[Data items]
·····
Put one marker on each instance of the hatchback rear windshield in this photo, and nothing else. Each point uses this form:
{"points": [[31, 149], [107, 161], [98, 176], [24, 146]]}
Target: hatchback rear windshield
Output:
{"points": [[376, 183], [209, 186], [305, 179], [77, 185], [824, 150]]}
·····
Please write out all the material above again, requests included, and scale every point coordinate in the answers by 2.3, rounding each result to a whole number with halves going up. Keep the numbers in the requests and their format samples unchanged.

■ **Task solution**:
Put one marker on each instance of the hatchback rear windshield in this photo, and nothing else. Each point uses this form:
{"points": [[31, 149], [107, 161], [98, 176], [24, 146]]}
Target: hatchback rear windshield
Output:
{"points": [[865, 421], [481, 428], [702, 412], [177, 426], [1895, 345]]}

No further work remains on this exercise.